» PROMPT:
Turn the lines below into a numbered list, skipping any blank lines.

» RECORDS SHOWN:
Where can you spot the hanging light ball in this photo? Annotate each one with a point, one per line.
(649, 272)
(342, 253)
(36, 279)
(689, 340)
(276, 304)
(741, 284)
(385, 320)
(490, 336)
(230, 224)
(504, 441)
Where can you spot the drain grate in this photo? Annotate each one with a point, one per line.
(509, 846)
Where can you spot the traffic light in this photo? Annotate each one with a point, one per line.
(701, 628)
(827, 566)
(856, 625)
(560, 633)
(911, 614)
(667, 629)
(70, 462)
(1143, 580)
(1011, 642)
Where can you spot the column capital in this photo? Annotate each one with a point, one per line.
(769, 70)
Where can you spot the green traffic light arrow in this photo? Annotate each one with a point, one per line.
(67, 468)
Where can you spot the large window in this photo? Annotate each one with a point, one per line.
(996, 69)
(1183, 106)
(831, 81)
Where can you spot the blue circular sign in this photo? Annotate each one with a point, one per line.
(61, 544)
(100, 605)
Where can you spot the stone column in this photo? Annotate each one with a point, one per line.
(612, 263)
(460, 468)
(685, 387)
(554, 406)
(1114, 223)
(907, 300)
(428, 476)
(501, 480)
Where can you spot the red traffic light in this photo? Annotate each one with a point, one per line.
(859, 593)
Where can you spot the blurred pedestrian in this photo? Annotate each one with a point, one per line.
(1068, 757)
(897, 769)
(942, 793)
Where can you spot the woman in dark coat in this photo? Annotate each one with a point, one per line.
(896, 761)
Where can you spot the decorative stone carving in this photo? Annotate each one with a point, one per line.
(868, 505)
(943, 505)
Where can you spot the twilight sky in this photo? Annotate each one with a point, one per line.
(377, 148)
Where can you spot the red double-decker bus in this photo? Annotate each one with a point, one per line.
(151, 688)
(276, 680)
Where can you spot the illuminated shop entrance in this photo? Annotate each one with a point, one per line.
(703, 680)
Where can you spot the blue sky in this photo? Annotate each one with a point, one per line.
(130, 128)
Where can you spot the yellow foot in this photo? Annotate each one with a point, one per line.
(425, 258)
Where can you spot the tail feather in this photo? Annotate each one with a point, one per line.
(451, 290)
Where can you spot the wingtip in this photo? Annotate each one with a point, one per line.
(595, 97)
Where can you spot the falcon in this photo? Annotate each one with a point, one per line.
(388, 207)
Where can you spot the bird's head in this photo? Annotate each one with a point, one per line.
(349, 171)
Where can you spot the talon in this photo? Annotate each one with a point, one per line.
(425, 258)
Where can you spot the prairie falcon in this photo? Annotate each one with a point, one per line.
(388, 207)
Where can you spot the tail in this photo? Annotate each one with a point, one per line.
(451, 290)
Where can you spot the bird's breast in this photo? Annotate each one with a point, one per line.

» TASK ANSWER:
1. Where can you spot the hanging light ball in this photo? Annotate each one with a point, one per line.
2. (649, 272)
3. (342, 253)
4. (36, 279)
5. (689, 340)
6. (276, 304)
7. (741, 284)
8. (385, 320)
9. (490, 336)
10. (230, 224)
11. (504, 441)
12. Where can you spot the drain grate in this photo? Annotate each one with a point, one per line.
13. (509, 846)
14. Where can you spot the traffic light in this photo? Annotate each one with a point, one per line.
15. (701, 628)
16. (827, 566)
17. (856, 625)
18. (560, 633)
19. (911, 614)
20. (667, 629)
21. (70, 462)
22. (1143, 580)
23. (1011, 642)
24. Where can you spot the column capital in this photo? Annotate each one with a point, one per line.
25. (769, 70)
26. Where can you spot the green traffic light arrow in this photo? Annotate each one with a point, one per line.
27. (67, 468)
28. Where can you spot the large window in this photo? Annotate each one with a point, one per line.
29. (996, 69)
30. (1183, 106)
31. (831, 81)
32. Where can you spot the blue circular sign in this photo? Annotate each one with a point, one per line.
33. (61, 544)
34. (100, 605)
35. Where can you spot the stone column in this photo? Annotate each one with a point, one per line.
36. (612, 263)
37. (460, 468)
38. (685, 387)
39. (554, 406)
40. (1114, 223)
41. (907, 300)
42. (428, 476)
43. (501, 480)
44. Where can you spot the red traffic light in this photo? Annotate each one with a point, one per line.
45. (859, 593)
46. Where can you spot the blurred pedestrian in this photo? Annotate each one with a point, one per line.
47. (1068, 757)
48. (897, 769)
49. (942, 793)
50. Where can you spot the woman in dark coat in this photo? Annotate each one with a point, one per line.
51. (896, 761)
52. Where can you spot the decorative stone carving in this photo? Annotate each one with a point, one per line.
53. (868, 505)
54. (943, 505)
55. Where can you spot the twilight sky in this photo? Annotate each one with a point, one per line.
56. (377, 148)
57. Where can you spot the red double-decker bus in this photo? Annotate each one with a point, one per line.
58. (151, 688)
59. (276, 680)
60. Where can you spot the illuminated shop entrance in this photo? Annotate each one with a point, one per line.
61. (703, 680)
62. Where can you spot the blue sky in this photo? Annotate each one with a point, one per line.
63. (130, 128)
64. Where can you spot the yellow foot in this photo? Annotate each one with a point, one per line.
65. (425, 258)
66. Where can you spot the tail feather in this photo? Annotate each one with a point, one per line.
67. (451, 290)
68. Where can you spot the wingtip in this photo? Annotate each one with a point, one per line.
69. (595, 97)
70. Where can you spot the falcon in this photo? Annotate each one with a point, one per line.
71. (388, 207)
72. Where can you spot the bird's head in this photo? Annotate each one with a point, one per line.
73. (349, 171)
74. Where can you spot the talon in this photo? Annotate each one with a point, one per line.
75. (425, 258)
76. Where can you spot the prairie falcon in this photo? Annotate each one with a point, one per line.
77. (388, 207)
78. Where can you spot the tail in this photo? Annotate each one with a point, one per line.
79. (451, 290)
80. Where can you spot the bird's breast in this photo? Annotate each one with a point, one per line.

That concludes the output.